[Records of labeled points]
┌──

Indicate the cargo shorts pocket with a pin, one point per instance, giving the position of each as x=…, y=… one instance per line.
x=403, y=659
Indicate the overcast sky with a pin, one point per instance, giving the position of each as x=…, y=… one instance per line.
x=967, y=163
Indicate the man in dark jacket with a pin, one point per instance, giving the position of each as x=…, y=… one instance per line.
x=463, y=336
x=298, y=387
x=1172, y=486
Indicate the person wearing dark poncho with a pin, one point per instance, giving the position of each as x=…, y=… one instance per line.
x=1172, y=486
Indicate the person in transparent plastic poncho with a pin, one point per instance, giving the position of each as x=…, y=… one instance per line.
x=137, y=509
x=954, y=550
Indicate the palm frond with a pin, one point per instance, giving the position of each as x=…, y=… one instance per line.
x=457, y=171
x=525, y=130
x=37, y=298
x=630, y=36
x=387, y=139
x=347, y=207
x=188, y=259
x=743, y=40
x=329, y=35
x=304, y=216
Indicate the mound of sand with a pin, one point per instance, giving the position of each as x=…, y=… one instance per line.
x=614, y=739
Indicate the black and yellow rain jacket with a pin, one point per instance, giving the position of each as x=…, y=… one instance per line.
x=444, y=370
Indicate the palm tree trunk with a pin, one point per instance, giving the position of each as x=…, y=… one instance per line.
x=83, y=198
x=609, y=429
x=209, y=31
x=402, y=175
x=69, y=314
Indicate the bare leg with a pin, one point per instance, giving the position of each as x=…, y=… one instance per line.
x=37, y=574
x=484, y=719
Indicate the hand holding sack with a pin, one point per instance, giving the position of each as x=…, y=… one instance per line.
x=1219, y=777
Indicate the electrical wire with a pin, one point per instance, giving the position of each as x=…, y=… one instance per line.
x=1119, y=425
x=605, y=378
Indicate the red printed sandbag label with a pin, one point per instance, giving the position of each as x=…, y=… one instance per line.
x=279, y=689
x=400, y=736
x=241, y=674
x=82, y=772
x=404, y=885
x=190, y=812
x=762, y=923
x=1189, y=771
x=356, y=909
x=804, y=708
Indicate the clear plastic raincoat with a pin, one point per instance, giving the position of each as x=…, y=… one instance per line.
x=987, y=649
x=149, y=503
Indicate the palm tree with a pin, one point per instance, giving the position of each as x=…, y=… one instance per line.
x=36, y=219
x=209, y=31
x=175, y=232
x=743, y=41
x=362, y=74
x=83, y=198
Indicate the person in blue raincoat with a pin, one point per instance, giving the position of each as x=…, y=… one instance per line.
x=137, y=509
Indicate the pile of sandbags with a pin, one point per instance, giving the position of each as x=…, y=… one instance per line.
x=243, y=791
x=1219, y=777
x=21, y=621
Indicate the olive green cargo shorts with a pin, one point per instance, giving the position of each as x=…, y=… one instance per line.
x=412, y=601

└──

▸ **Your instructions**
Shift every x and y coordinate in the answers by +116 for the stretch of the records from the line that contains "Indicate the palm tree with" through the end, and reproduce only those lines, requests included.

▸ **Completed exercise**
Indicate the palm tree with a pin, one point per instance, giving the position of each as x=…, y=… one instance per line.
x=152, y=335
x=325, y=147
x=291, y=348
x=859, y=157
x=478, y=190
x=199, y=314
Indicate the person in blue raincoat with a pin, one point per instance, giving the position of each as x=…, y=… one instance per line.
x=253, y=625
Indicate the pile of sandbags with a pin, one point per instance, giving the position of each as x=…, y=… one instance per line.
x=359, y=907
x=1335, y=893
x=137, y=737
Indicate the olive green cargo shorts with a pin, one point per instance, giving the position of each as x=…, y=… one instance per line.
x=528, y=717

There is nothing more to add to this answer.